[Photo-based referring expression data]

____________________

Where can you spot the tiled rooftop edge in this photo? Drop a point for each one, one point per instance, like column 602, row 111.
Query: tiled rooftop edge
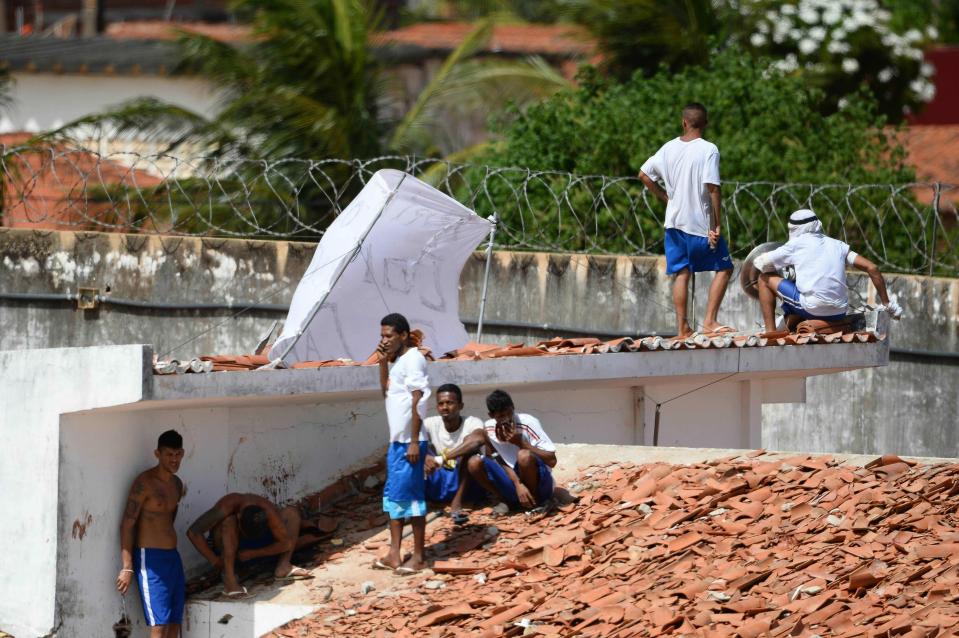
column 623, row 368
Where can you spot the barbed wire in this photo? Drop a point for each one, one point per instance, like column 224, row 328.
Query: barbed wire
column 902, row 227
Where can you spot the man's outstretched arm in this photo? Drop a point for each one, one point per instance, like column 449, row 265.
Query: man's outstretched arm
column 201, row 526
column 131, row 513
column 715, row 205
column 281, row 538
column 654, row 188
column 871, row 269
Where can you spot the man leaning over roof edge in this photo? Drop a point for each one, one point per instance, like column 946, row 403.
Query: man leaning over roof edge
column 820, row 290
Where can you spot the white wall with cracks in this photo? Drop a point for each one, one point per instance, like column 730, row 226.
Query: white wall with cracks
column 84, row 422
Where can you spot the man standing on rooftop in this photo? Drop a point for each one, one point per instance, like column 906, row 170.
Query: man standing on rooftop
column 689, row 168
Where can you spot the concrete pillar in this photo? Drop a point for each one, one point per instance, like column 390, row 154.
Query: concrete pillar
column 752, row 413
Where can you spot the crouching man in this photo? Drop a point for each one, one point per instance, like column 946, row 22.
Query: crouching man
column 242, row 527
column 518, row 470
column 820, row 290
column 453, row 438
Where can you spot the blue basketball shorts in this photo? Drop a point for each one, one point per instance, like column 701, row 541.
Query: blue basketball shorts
column 693, row 252
column 159, row 574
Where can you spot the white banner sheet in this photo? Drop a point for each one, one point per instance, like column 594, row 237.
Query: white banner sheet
column 398, row 247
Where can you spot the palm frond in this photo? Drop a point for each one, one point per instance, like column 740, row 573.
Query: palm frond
column 412, row 121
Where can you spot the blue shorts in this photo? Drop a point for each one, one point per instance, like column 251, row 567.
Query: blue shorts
column 693, row 252
column 793, row 306
column 162, row 584
column 504, row 485
column 442, row 484
column 404, row 494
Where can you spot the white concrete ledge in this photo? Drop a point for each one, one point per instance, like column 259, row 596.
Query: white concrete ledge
column 622, row 369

____________________

### Aim of the exercise
Write the records out again verbatim and omit the pictures they contain.

### Answer section
Where can you spot the tiled rooftop edge in this photo? Drop a point for each one, one point per instance, like column 602, row 111.
Query: tiled rooftop edge
column 623, row 368
Where can you spot the barbed wire in this photo? Drop a point for each one, one point per instance, like column 224, row 328.
Query: barbed wire
column 902, row 227
Where can you spot the man's outstretched arm in this photo? Drop a point for each one, one point per instance, like column 449, row 265.
Query: man's outstretched arm
column 201, row 526
column 131, row 513
column 715, row 205
column 281, row 538
column 654, row 188
column 871, row 269
Where can you spot the man leaning over roof edge in this photo? Drop a point for each one, one point per instance, like column 946, row 403.
Query: man leaning over roof edge
column 820, row 290
Where can you spot the white wall with cracks in this photo? Drop a point for each one, one point per instance, like column 730, row 226.
Query: white wall with cracks
column 84, row 422
Where can you spot the man standing on rooftop in this photo? Drop a point for each one, one point per instance, like column 906, row 170.
Query: man standing on rooftop
column 689, row 168
Where can you spot the concrete pillar in this photo? Drop a point for each one, one point per instance, like column 390, row 154.
Query: concrete pillar
column 752, row 413
Where can you spot the crouching man in this photo? Drop a point for each one, one point per instance, like column 946, row 22.
Query: crouching man
column 242, row 527
column 518, row 470
column 820, row 290
column 453, row 438
Where can you spot the blue basketball shorts in this photo? Drop a point for each one, one point per instance, like column 701, row 541.
Query: blue basketball shorts
column 693, row 252
column 159, row 574
Where can you spot the white banner sheet in this photo? Drop a point for each one, one point per instance, like column 594, row 237.
Query: white banner sheet
column 398, row 247
Where can you spot the palm frond in this photo? Drop a point for each one, one point per instance, like column 740, row 573.
Query: palm frond
column 412, row 121
Where can you spot the blue shorts in this photo? Drop a point for each one, one point per instance, like column 251, row 567.
Query: blue shorts
column 693, row 252
column 793, row 306
column 162, row 584
column 504, row 485
column 442, row 484
column 404, row 494
Where can you spot the white concrete ledge in this photo? Drop a point for each one, one point per instance, like column 259, row 596.
Query: white concrete ledge
column 622, row 369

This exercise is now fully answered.